- Source extract -
If not for the dominant play they got from their pass rush, the New York Giants wouldn't be reigning Super Bowl champions.
The Giants started 7-7, averaging 2.6 sacks per game during those first 14 games. But they won six straight to finish the year, with the final victory coming against New England in Super Bowl XLVI. During that stretch, Big Blue averaged 3.7 sacks per game.
They also didn't have Osi Umenyiora for seven games during the regular season. Without Umenyiora, they still managed to average 2.7 sacks a game, but with him they had 3.1 sacks per outing.
That's why it's surprising that, with Umenyiora and Justin Tuck healthy and Jason Pierre-Paul continuing to be a huge presence, the Giants have just four sacks in two games this season.
Only 12 teams have taken down opposing quarterbacks less often. And the pass rush as a whole, which received a 17.4 rating (seventh in the league) from Pro Football Focus last season, is ranked 18th early on this year by PFF with a minus-1.4 rating.
The problem certainly hasn't been Pierre-Paul, who's rated as the second-best 4-3 defensive end in football by PFF. He only has one sack thus far, but JPP has nine hurries.

- Exercise instructions -
1. List every per-game sack average given in the Giants pass-rush passage.
2. From the Giants pass-rush passage, copy word for word the part that begins with the words containing "Only 12 teams" and ends with "a minus-1.4 rating.".

- Rows -
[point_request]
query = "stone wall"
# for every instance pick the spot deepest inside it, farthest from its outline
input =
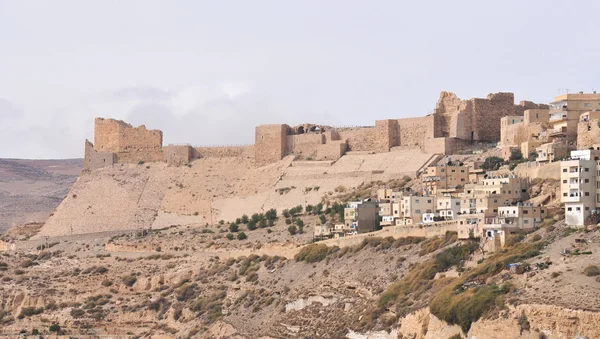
(246, 151)
(360, 138)
(177, 155)
(270, 143)
(118, 136)
(414, 131)
(94, 160)
(477, 119)
(588, 134)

- Exercise answers -
1. 2.6, 3.7, 2.7, 3.1

2.
Only 12 teams have taken down opposing quarterbacks less often. And the pass rush as a whole, which received a 17.4 rating (seventh in the league) from Pro Football Focus last season, is ranked 18th early on this year by PFF with a minus-1.4 rating.